▶ [Extracted text]
——————————
Historical museum in St. Margrethen (Switzerland)

Fort Heldsberg was built 1938–1940 near St. Margrethen in Switzerland, overlooking the Rhine, which forms the Swiss-Austrian border at that location, just south of Lake Constance. The fort was part of the Swiss Border Line defenses, built between 1938 and 1941. Since 1993 it is a museum.

==Concept==
In March 1938, Austria was annexed by Germany under the Anschluss, creating a new, potentially hostile section of frontier. The fort at Heldsberg was planned to stop or delay an attack across the nearby Rhine, as well as providing artillery coverage on the southern end of Lake Constance.

The German plan for a Swiss invasion, Operation Tannenbaum, noted the presence of the Heldsberg position and concluded:

A very desirable approach is to attack from the east at Rheineck, the shortest way to the enemy flank, but the mountainous terrain and the strong fortifications at Rheineck (Heldsberg) promise no success.

However, the Border Line fortifications shared common faults, including less-than-thorough attention to details of armor and protection, and a forward-facing position that left the positions vulnerable to direct return fire. By comparison with the Maginot Line, the positions were less well-protected and lacked the ability to fire laterally along the line of attack from a sheltered location. The Border Line forts did not deploy a defense in depth.

== Description ==
Heldsberg was armed with four 75mm guns, mounted in individual concrete blockhouses, supported by five machine gun blocks, divided into north and south batteries. A total of seven machine guns were provided, distributed between the dedicated machine gun blocks and the artillery blocks. The 75mm guns had a range of 10.5 km and could reach targets as far away as Lindau in Germany. The firing positions were connected by 1000 m of tunnels, linking them to two observation posts. The fort was manned by up to 200 soldiers, and included underground barracks, ammunition magazines, cisterns and utility facilities.

The fort is built into an east-facing slope of the Heldsberg massif. The surface components, running roughly from west to east, include:
- Mg1/Boeb1: Machine gun/observation block.
- BK1: 75mm gun block.
- BK2: 75mm gun block.
- Mg2/Mg3: Machine gun block.
- Entry: Facing to the rear, close to the underground utility plant and barracks.
- BK4: 75mm gun block.
- BK3/Mg4: 75mm gun, machine gun block.
- Mg5/Boeb2: Machine gun/observation block.
- Emergency exit: Facing the rear.
- Mg7: Machine gun block.
- Mg6: Machine gun block.

The fort commands the rail crossing of the Rhine. The tracks at the Swiss end of the bridge featured a turnout that would send an enemy armored train off the tracks and down an embankment, to be fired upon by the machine gun in Block 4. On 14 May 1940 a false alarm caused the switch to be activated, nearly derailing an innocent coal train.

A number of unconnected satellite bunkers support the main fort and provide covering fire for anti-tank barriers.

==Present situation==
Heldsberg was decommissioned as obsolete in 1992. Heldsberg was sold out of Swiss military service to the town of St. Margrethen, which operates it as a museum. The museum opened in 1993.
——————————
▶ [Work required] Please quote the passage on Fort Heldsberg word for word, between "- Mg2/Mg3: Machine" and "for anti-tank barriers.", inclusive.

Records from a collection
——————————
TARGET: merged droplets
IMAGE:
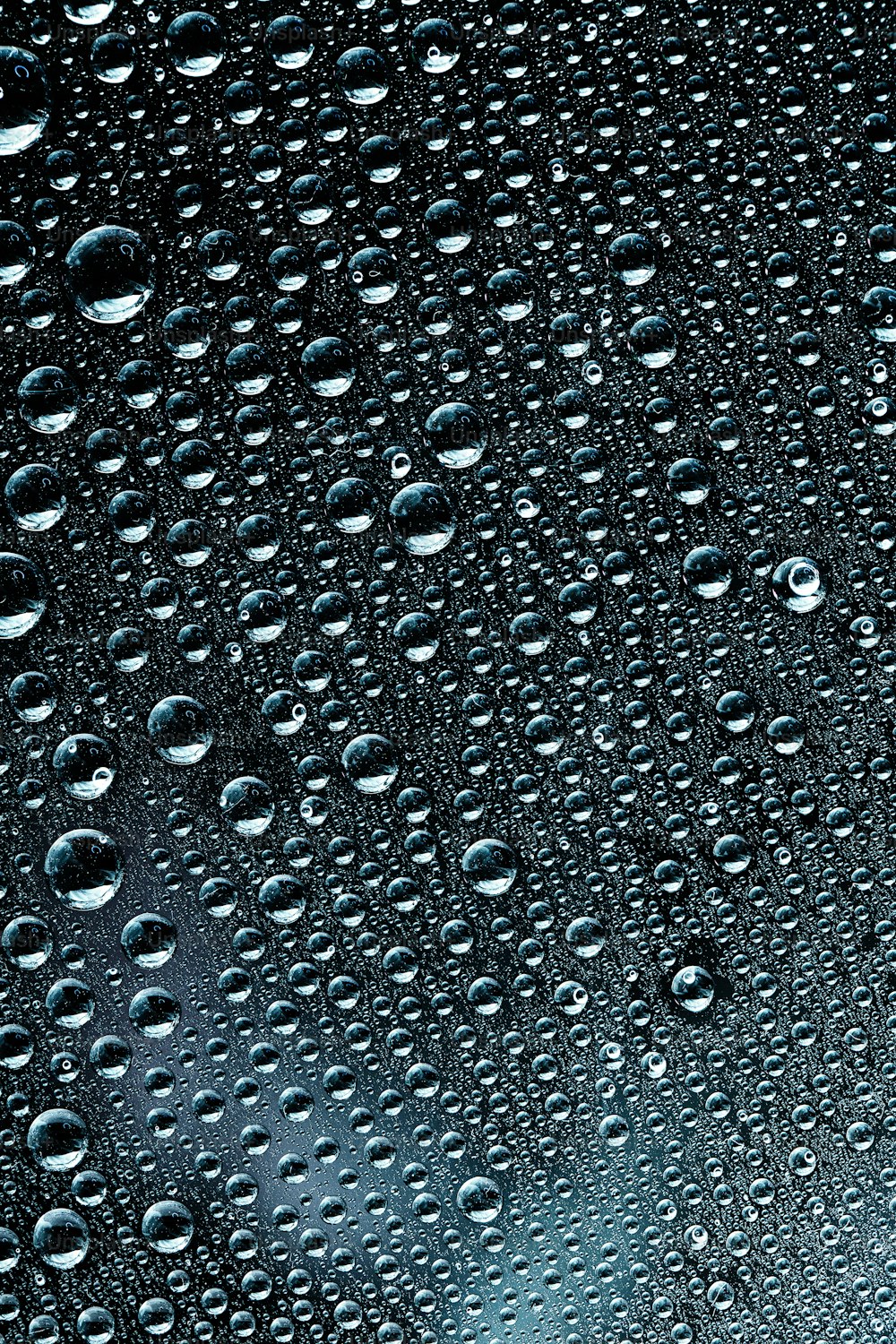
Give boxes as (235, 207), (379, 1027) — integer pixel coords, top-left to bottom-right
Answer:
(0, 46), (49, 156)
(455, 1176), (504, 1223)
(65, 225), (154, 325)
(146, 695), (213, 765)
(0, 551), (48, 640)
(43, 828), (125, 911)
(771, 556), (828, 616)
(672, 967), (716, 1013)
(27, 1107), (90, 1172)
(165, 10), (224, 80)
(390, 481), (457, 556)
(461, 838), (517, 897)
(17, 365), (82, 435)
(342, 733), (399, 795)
——————————
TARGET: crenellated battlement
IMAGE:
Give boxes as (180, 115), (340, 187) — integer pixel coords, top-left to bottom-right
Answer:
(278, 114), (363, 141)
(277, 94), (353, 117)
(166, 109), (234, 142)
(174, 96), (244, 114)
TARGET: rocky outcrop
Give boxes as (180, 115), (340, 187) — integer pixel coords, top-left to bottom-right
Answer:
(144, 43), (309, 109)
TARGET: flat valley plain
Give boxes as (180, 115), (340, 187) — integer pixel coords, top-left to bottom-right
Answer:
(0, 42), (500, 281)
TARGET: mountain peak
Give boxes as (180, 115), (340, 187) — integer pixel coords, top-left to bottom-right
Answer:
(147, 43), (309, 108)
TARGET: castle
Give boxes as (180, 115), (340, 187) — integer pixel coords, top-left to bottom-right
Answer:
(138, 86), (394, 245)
——————————
▶ [Response to the task]
- Mg2/Mg3: Machine gun block.
- Entry: Facing to the rear, close to the underground utility plant and barracks.
- BK4: 75mm gun block.
- BK3/Mg4: 75mm gun, machine gun block.
- Mg5/Boeb2: Machine gun/observation block.
- Emergency exit: Facing the rear.
- Mg7: Machine gun block.
- Mg6: Machine gun block.

The fort commands the rail crossing of the Rhine. The tracks at the Swiss end of the bridge featured a turnout that would send an enemy armored train off the tracks and down an embankment, to be fired upon by the machine gun in Block 4. On 14 May 1940 a false alarm caused the switch to be activated, nearly derailing an innocent coal train.

A number of unconnected satellite bunkers support the main fort and provide covering fire for anti-tank barriers.